++++ Given data ++++

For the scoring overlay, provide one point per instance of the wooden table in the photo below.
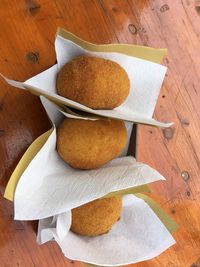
(27, 32)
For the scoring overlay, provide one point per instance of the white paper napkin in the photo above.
(146, 79)
(139, 235)
(49, 186)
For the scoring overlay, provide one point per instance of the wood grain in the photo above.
(27, 47)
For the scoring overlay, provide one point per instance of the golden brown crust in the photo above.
(97, 217)
(94, 82)
(86, 144)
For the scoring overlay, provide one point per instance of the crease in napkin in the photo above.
(146, 80)
(139, 235)
(49, 186)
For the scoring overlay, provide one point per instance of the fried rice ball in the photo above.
(86, 144)
(97, 217)
(94, 82)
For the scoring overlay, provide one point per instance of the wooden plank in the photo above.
(27, 47)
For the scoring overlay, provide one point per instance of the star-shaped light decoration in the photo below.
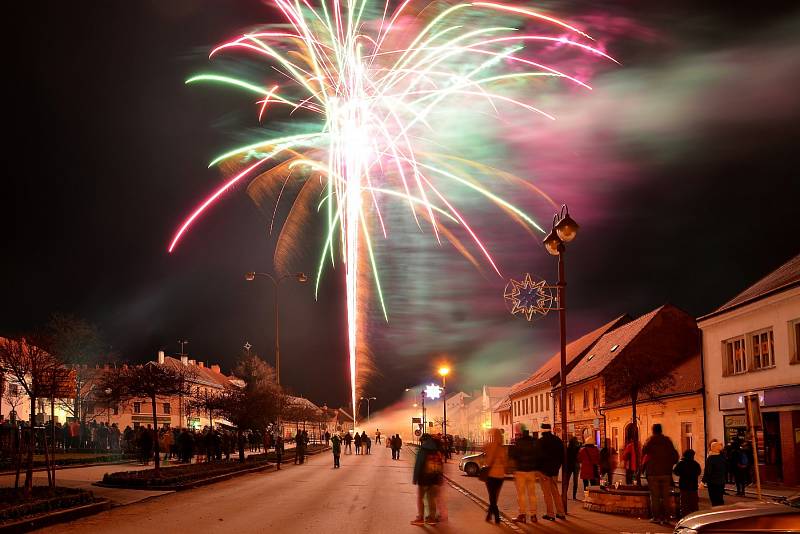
(433, 391)
(530, 297)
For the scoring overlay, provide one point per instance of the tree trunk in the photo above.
(155, 436)
(638, 471)
(31, 446)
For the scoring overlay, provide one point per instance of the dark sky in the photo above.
(109, 151)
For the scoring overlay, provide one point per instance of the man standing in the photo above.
(550, 455)
(524, 455)
(661, 456)
(336, 448)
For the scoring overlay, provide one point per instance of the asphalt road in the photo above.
(369, 494)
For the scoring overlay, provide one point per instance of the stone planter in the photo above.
(628, 500)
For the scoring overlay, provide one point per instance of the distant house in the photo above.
(531, 399)
(667, 337)
(751, 344)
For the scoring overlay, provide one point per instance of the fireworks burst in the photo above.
(372, 87)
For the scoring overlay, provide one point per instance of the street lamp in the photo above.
(301, 278)
(564, 230)
(368, 399)
(443, 372)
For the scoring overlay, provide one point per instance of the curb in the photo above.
(71, 466)
(60, 516)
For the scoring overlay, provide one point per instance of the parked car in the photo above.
(472, 463)
(758, 516)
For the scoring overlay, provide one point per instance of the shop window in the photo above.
(687, 438)
(735, 357)
(763, 350)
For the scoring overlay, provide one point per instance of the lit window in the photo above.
(763, 348)
(735, 358)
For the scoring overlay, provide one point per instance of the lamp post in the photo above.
(368, 399)
(564, 230)
(300, 278)
(443, 372)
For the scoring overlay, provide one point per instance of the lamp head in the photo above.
(552, 243)
(566, 228)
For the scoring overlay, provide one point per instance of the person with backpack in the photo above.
(688, 472)
(661, 456)
(336, 449)
(526, 462)
(428, 475)
(494, 471)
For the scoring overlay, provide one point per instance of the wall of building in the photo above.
(778, 313)
(680, 417)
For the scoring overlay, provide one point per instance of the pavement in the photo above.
(369, 494)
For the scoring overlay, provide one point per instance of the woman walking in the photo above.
(715, 474)
(496, 456)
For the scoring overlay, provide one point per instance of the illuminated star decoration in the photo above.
(433, 391)
(529, 298)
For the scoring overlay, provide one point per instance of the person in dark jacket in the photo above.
(716, 474)
(428, 475)
(572, 465)
(688, 473)
(523, 453)
(661, 456)
(550, 457)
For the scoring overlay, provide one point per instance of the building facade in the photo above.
(751, 344)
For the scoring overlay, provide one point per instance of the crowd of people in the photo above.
(536, 459)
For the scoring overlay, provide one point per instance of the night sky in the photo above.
(685, 180)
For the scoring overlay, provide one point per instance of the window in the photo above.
(734, 354)
(686, 436)
(762, 345)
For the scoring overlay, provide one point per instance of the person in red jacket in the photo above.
(589, 458)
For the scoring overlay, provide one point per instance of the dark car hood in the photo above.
(734, 511)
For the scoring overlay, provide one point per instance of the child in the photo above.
(688, 471)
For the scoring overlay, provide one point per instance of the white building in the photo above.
(752, 344)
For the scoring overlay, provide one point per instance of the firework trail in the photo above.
(369, 84)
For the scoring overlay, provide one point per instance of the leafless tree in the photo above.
(151, 381)
(33, 368)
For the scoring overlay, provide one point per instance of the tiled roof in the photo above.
(784, 277)
(549, 371)
(686, 378)
(601, 354)
(503, 406)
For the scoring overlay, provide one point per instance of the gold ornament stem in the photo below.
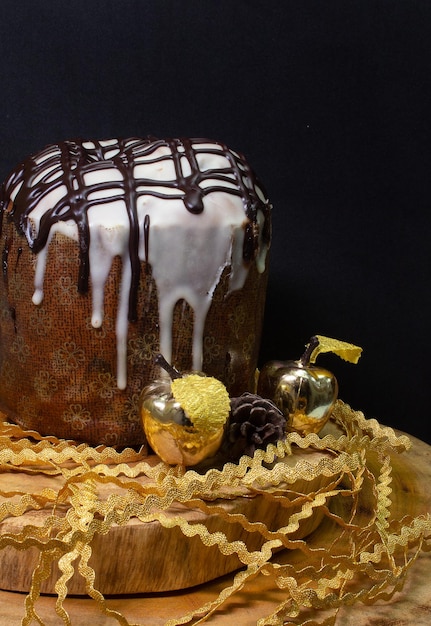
(311, 346)
(162, 362)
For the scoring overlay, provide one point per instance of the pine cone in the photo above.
(254, 422)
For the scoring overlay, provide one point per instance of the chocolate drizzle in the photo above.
(68, 163)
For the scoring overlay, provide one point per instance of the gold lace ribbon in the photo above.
(366, 554)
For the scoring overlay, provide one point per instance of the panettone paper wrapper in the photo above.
(360, 560)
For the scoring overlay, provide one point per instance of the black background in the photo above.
(330, 101)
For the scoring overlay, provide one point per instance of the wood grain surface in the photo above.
(410, 606)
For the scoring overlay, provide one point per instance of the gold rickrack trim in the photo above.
(366, 555)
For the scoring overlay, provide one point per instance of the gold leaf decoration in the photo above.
(346, 351)
(204, 399)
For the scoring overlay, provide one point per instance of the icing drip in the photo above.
(187, 208)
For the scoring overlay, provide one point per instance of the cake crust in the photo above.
(113, 251)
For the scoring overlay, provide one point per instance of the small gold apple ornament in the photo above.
(184, 417)
(304, 392)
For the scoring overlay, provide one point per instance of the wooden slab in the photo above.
(412, 605)
(146, 557)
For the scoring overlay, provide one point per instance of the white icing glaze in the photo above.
(187, 252)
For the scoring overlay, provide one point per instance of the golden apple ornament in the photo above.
(304, 392)
(184, 417)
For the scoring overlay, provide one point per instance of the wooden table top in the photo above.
(412, 605)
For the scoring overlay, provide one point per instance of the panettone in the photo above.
(113, 251)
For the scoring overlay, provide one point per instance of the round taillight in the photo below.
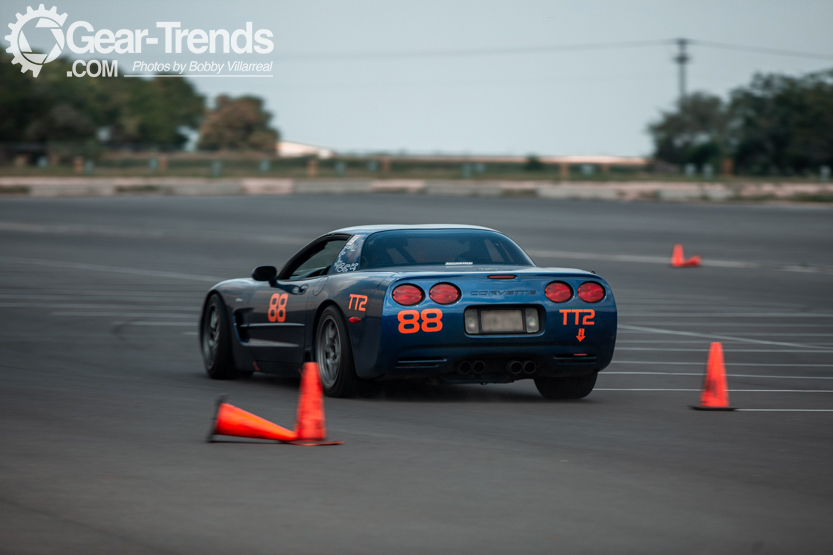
(408, 295)
(590, 292)
(444, 293)
(558, 292)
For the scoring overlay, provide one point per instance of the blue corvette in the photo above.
(460, 304)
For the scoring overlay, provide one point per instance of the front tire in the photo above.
(574, 387)
(215, 340)
(335, 355)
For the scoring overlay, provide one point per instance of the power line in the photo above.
(762, 50)
(471, 52)
(582, 47)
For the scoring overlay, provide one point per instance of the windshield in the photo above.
(450, 247)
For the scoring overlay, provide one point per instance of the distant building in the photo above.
(287, 149)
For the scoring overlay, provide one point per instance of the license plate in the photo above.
(501, 321)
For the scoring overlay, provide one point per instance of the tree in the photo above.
(238, 124)
(784, 124)
(695, 133)
(776, 124)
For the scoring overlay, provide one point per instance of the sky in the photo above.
(340, 78)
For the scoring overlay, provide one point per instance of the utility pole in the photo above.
(682, 58)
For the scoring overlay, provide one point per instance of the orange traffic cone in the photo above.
(310, 425)
(232, 421)
(715, 394)
(678, 259)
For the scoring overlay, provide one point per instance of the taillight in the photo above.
(558, 292)
(590, 292)
(444, 293)
(408, 295)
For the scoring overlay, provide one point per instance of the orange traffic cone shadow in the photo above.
(678, 259)
(715, 394)
(232, 421)
(310, 424)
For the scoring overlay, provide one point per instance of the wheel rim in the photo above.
(211, 334)
(328, 352)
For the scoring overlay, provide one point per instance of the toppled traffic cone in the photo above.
(678, 259)
(232, 421)
(715, 394)
(310, 425)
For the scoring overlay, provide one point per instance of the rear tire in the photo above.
(215, 340)
(335, 355)
(574, 387)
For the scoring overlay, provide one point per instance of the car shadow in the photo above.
(431, 391)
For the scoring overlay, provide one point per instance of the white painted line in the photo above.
(677, 314)
(778, 325)
(730, 391)
(783, 410)
(92, 306)
(776, 333)
(125, 314)
(665, 261)
(728, 364)
(806, 349)
(112, 269)
(712, 336)
(727, 375)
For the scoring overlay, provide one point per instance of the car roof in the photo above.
(402, 227)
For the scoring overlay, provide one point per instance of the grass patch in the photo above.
(14, 190)
(138, 190)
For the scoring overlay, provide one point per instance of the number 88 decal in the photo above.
(431, 320)
(277, 307)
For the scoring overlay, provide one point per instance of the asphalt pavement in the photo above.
(104, 403)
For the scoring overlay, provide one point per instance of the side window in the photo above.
(348, 259)
(318, 260)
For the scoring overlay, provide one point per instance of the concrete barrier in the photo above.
(602, 190)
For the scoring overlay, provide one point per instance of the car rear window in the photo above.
(440, 247)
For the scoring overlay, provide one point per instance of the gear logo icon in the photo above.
(19, 46)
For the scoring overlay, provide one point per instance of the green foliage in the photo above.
(784, 124)
(238, 124)
(694, 133)
(533, 164)
(777, 124)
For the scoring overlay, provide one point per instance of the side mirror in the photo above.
(264, 273)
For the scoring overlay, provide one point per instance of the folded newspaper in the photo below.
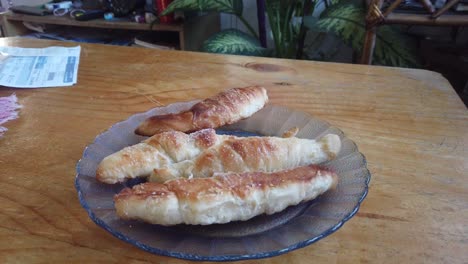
(39, 67)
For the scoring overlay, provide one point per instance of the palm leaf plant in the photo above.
(291, 20)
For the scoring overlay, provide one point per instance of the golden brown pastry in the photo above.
(249, 154)
(225, 108)
(222, 198)
(158, 151)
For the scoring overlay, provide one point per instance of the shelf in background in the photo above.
(96, 23)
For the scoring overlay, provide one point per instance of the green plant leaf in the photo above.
(347, 22)
(222, 6)
(233, 41)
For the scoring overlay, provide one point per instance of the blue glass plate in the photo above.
(261, 237)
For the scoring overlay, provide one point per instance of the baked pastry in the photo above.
(225, 108)
(158, 151)
(222, 198)
(249, 154)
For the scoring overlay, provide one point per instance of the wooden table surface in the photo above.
(410, 124)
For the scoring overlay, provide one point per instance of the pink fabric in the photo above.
(8, 106)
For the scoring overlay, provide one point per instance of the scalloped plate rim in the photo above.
(219, 258)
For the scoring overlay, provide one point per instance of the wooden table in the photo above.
(409, 123)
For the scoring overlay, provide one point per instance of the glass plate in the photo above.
(261, 237)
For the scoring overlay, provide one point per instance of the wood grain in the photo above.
(410, 124)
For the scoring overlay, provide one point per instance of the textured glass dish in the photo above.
(261, 237)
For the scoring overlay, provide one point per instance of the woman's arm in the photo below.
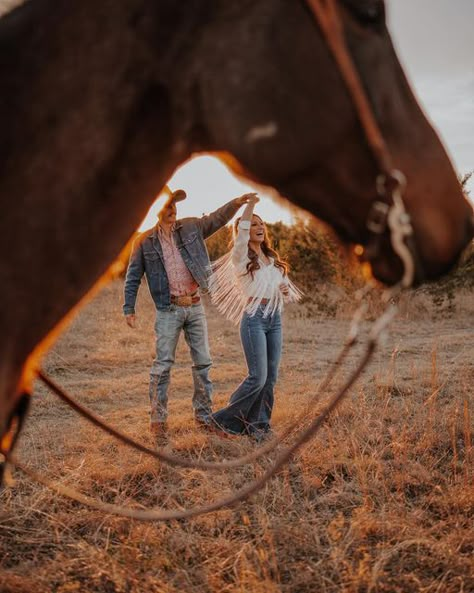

++++

• _Given exercise_
Starting at the line containing "in background in the photo above." and ending with the last line of the records, reproduce those lines with every request kept, multiplying each point coordinate in the answers by 0.35 and rounding to whole numbers, halves up. Leave the pictures out.

• _Final result_
For the scoring overlay, provide one point per instance of the shelf in background in the photo above.
(34, 8)
For the scoring overlay, provide one point per instance of the green plant leaf in the photo above.
(121, 8)
(78, 2)
(82, 14)
For the scoring overlay, provide one point per instance of the blue glass plate in the photo above.
(91, 83)
For the scoring overlay, provide one point per instance of the baked pastry in the photo above.
(79, 38)
(55, 53)
(78, 69)
(87, 54)
For the scoring overlay, provide one point per instance of the wooden table surface in the photo above.
(144, 43)
For the scoring overlay, provide one point per instance of the pink fabric in the photo above.
(3, 37)
For the scoring overlay, provide one point per instance of the scalloped plate rim in the photo above.
(77, 90)
For the scoring overlay, provide one point per instance of the wooden table in the photo above.
(143, 43)
For the scoring overlay, provide one point per instance of the glass plate in the photo above.
(91, 83)
For the scoring overlay, provide one point per instance of the wood grain in the photo above.
(144, 43)
For the scoring overlay, provide one point per instance of the textured glass dish in the photo above.
(91, 83)
For the scoring overlay, provide one point per instance of the woman's arm in the photo below.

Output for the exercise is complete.